## Start Text block
# Old Tub/Shower Rebuild Kits vs. New No Lead Laws



## solarguy (Aug 16, 2011)

Does anyone know what the future holds for old, 3 valve rebuild kits and continuing production with new no lead laws coming down the pike? I'm speaking specifically about the Kissler and Danco rebuild kits as I have two old bathrooms one American Standard and one Kohler. I wonder if I should stock up on a kit for each. These would be for my personal house and not for resale.


----------



## lockeplumbing (Sep 25, 2013)

They are changing 90% of stuff to lead free its just going to cost alot more. And the lead law is just for water you consume not tub and shower valves.

Micah Robinson
Locke Plumbing
lockeplumbing.com 865-525-9318


----------



## solarguy (Aug 16, 2011)

My interpretation was no lead brass on any potable water. The brass pressure valves, pump impeller housings, etc, on our solar domestic water heaters will all have to be no lead next year. 

I am just wondering if market is big enough for these kits to make the switch or if this will be the stopping point forcing future valve replacement.


----------



## justme (Jul 4, 2012)

tub and shower valves aren't affected by the new no lead laws.


----------



## lockeplumbing (Sep 25, 2013)

Micah Robinson
Locke Plumbing
lockeplumbing.com 865-525-9318


----------



## solarguy (Aug 16, 2011)

Thanks Micah


----------



## 504Plumber (Jan 26, 2011)

Wolverine brass sells a good quality rebuild kit ( seems like heavier brass than the danco kits )


----------



## lockeplumbing (Sep 25, 2013)

Danco, kissler, ccc etc. Are aftermarket they are not original. 90% of the stuff we stock is original. We have replacement cartridges that go back to 1920s. Check our site out. You can email any of us with questions or pictures and we find it for you.

Micah Robinson
Locke Plumbing
lockeplumbing.com 865-525-9318


----------



## Letterrip (Jul 28, 2013)

lockeplumbing said:


> Danco, kissler, ccc etc. Are aftermarket they are not original. 90% of the stuff we stock is original. We have replacement cartridges that go back to 1920s. Check our site out. You can email any of us with questions or pictures and we find it for you.
> 
> Micah Robinson
> Locke Plumbing
> lockeplumbing.com 865-525-9318


You seem to have a wealth of information that could be useful here, but an intro would be even more useful. Did I miss one?


----------



## lockeplumbing (Sep 25, 2013)

Well im micah I work at locke plumbing it is a supply house. It has been in business for 60+ years. I have been there for 3 and learned alot. There are 5 of us that work there and they know about everything there is to know about plumbing. Is that what you mean as intro?
## End Text block
## Start Data shown
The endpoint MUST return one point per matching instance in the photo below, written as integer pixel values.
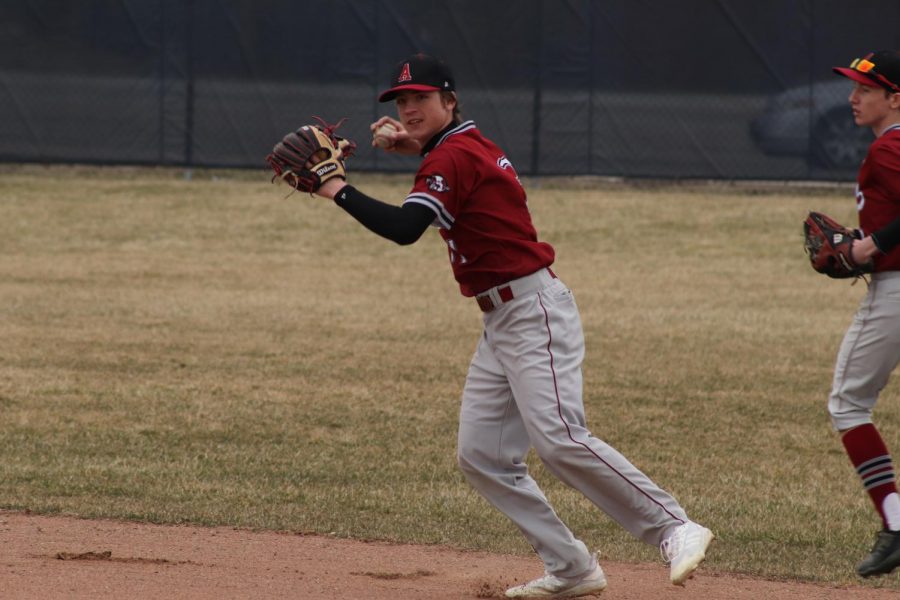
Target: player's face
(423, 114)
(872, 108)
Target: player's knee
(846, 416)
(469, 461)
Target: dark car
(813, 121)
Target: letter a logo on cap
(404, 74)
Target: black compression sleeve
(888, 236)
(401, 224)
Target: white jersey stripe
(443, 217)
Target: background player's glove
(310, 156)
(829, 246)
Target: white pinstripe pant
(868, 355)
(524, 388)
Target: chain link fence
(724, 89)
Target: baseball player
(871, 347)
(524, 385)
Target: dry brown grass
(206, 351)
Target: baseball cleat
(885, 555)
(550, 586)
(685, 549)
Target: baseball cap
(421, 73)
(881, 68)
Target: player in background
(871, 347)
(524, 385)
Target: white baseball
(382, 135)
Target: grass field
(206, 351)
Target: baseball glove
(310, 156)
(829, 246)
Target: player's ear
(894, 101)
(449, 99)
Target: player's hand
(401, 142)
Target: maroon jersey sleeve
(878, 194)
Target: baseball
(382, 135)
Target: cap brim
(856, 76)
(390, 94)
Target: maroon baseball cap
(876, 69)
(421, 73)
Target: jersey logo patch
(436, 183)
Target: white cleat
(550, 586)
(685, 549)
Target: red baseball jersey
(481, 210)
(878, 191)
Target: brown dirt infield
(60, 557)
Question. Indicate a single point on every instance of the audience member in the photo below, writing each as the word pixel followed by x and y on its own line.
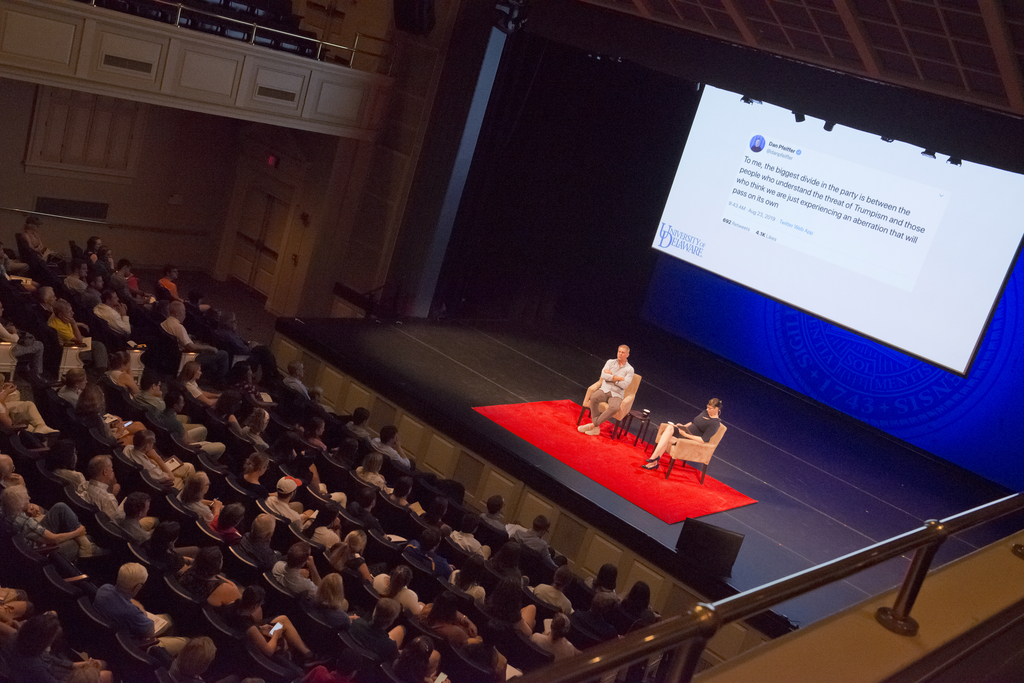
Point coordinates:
## End Data shown
◆ Work to be completed ◆
Type out the forum thread from "# Old Tub/Shower" up to and including "not for resale.". Rely on the forum thread alone.

◆ Response below ◆
# Old Tub/Shower Rebuild Kits vs. New No Lead Laws



## solarguy (Aug 16, 2011)

Does anyone know what the future holds for old, 3 valve rebuild kits and continuing production with new no lead laws coming down the pike? I'm speaking specifically about the Kissler and Danco rebuild kits as I have two old bathrooms one American Standard and one Kohler. I wonder if I should stock up on a kit for each. These would be for my personal house and not for resale.